» Documento:
Em junho de 2019, o primeiro-ministro japonês Shinzo Abe esteve em Teerã para ajudar a intermediar um possível diálogo entre os EUA e os iranianos. Abe instou a liderança iraniana a seguir as regras nucleares internacionais e a desempenhar um “papel construtivo” para a segurança regional, logo após a visita do presidente Trump ao Japão, na qual o Irã era um dos principais tópicos de discussão. Em 20 de dezembro, Abe recebeu o presidente do Irã, Hassan Rouhani, para ajudar a manter o acordo. No inicio de dezembro, os EUA e o Irã fizeram troca de libertação de prisioneiros. Trump agradeceu ao Irã no Twitter pelo que chamou de “negociação muito justa”, acrescentando que era possivel haver cooperação entre ambos os países (https://www.reuters.com/article/us-iran-usa-prisoners/united-states-and-iran-swap-prisoners-in-rare-act-of-cooperation-idUSKBN1YB08X).

Um mês depois, em uma coletiva de imprensa, um alto funcionário do Departamento de Estado dos EUA disse que Suleimani era, por vinte anos, “o principal arquiteto” dos ataques terroristas do Irã. Mas os EUA não estavam em guerra com o Irã. Aliás, é importante sublinhar que na noite de sua morte Suleimani não se movia furtivamente pelo Iraque e se dirigia para o aeroporto de Bagdá, região em que tem base militar norte-americana na Zona Verde. Ora, esse livre trânsito de Soulemani era possivel porque havia um entendimento entre os americanos e iranianos.

As relações entre os EUA e o Irã sempre tiveram um duplo caráter no Iraque, desde 2003, com a queda do governo de Sadam Hussein. Há cooperação entre os dois países para “pacificar” o Iraque, mas, ao mesmo tempo, as relações sempre foram de disputa por hegemonia no Oriente Médio. A retirada do governo Trump, em maio de 2018 do acordo nuclear, a reintrodução das sanções econômicas dos EUA contra o Irã, em novembro de 2018, e a derrota de um inimigo comum (o ISIS) criaram uma situação de tensão crescente. Após as eleições parlamentares iraquianas, em maio de 2018, essa rivalidade ficou evidente. Tanto Washington quanto Teerã têm forçado o governo iraquiano a tomar partido.

Os protestos populares contra o governo iraquiano se originaram nas províncias do sul e do centro do Iraque, regiões que tradicionalmente têm sido a espinha dorsal da influência iraniana, se espalharam por todo o pais caracterizando a revolta como não sectária e de carater nacional. Tratava-se de uma revolta contra um dos governos mais corruptos do mundo e uma sociedade onde a desigualdade economica e miséria crescente são decorrentes fundamentalmente de uma política econômica neoliberal (privatizações) e militarização da economia.

» Dados de entrada:
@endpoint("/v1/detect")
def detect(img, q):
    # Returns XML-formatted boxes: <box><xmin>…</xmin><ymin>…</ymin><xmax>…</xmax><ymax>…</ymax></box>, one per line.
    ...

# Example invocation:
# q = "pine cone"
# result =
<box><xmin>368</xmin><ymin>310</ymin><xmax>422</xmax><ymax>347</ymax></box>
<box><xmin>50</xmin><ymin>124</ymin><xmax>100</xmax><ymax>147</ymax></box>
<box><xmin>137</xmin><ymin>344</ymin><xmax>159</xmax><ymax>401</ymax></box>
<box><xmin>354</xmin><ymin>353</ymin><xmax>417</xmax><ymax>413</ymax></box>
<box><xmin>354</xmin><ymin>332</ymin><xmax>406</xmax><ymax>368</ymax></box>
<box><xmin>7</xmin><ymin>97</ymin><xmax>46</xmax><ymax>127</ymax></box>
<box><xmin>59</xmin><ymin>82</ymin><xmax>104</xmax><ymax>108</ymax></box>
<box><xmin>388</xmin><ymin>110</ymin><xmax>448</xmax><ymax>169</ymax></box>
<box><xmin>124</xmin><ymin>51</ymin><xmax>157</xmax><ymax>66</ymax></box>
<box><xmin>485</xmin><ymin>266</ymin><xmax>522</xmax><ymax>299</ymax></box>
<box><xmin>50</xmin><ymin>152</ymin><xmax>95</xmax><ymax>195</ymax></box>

» O que fazer:
- 1) Diga se cada afirmação concorda com o texto sobre as relações entre os EUA e o Irã, respondendo sim ou não e citando as palavras decisivas do texto: (a) Abe recebeu Hassan Rouhani em 20 de dezembro; (b) os protestos populares começaram no norte do Iraque; (c) o governo Trump saiu do acordo nuclear em novembro de 2018.
- 2) Expresse as linhas dos registros do Bloco 1 como uma tabela Markdown com as colunas Nº e Linha. Deixe de fora as linhas em branco.
Os registros não têm relação alguma com o texto.

» Respostas:
- 1)
(a) Sim: "Em 20 de dezembro, Abe recebeu o presidente do Irã, Hassan Rouhani".
(b) Não: "se originaram nas províncias do sul e do centro do Iraque".
(c) Não: "A retirada do governo Trump, em maio de 2018 do acordo nuclear".

- 2)
| Nº | Linha |
|---|---|
| 1 | @endpoint("/v1/detect") |
| 2 | def detect(img, q): |
| 3 |     # Returns XML-formatted boxes: <box><xmin>…</xmin><ymin>…</ymin><xmax>…</xmax><ymax>…</ymax></box>, one per line. |
| 4 |     ... |
| 5 | # Example invocation: |
| 6 | # q = "pine cone" |
| 7 | # result = |
| 8 | <box><xmin>368</xmin><ymin>310</ymin><xmax>422</xmax><ymax>347</ymax></box> |
| 9 | <box><xmin>50</xmin><ymin>124</ymin><xmax>100</xmax><ymax>147</ymax></box> |
| 10 | <box><xmin>137</xmin><ymin>344</ymin><xmax>159</xmax><ymax>401</ymax></box> |
| 11 | <box><xmin>354</xmin><ymin>353</ymin><xmax>417</xmax><ymax>413</ymax></box> |
| 12 | <box><xmin>354</xmin><ymin>332</ymin><xmax>406</xmax><ymax>368</ymax></box> |
| 13 | <box><xmin>7</xmin><ymin>97</ymin><xmax>46</xmax><ymax>127</ymax></box> |
| 14 | <box><xmin>59</xmin><ymin>82</ymin><xmax>104</xmax><ymax>108</ymax></box> |
| 15 | <box><xmin>388</xmin><ymin>110</ymin><xmax>448</xmax><ymax>169</ymax></box> |
| 16 | <box><xmin>124</xmin><ymin>51</ymin><xmax>157</xmax><ymax>66</ymax></box> |
| 17 | <box><xmin>485</xmin><ymin>266</ymin><xmax>522</xmax><ymax>299</ymax></box> |
| 18 | <box><xmin>50</xmin><ymin>152</ymin><xmax>95</xmax><ymax>195</ymax></box> |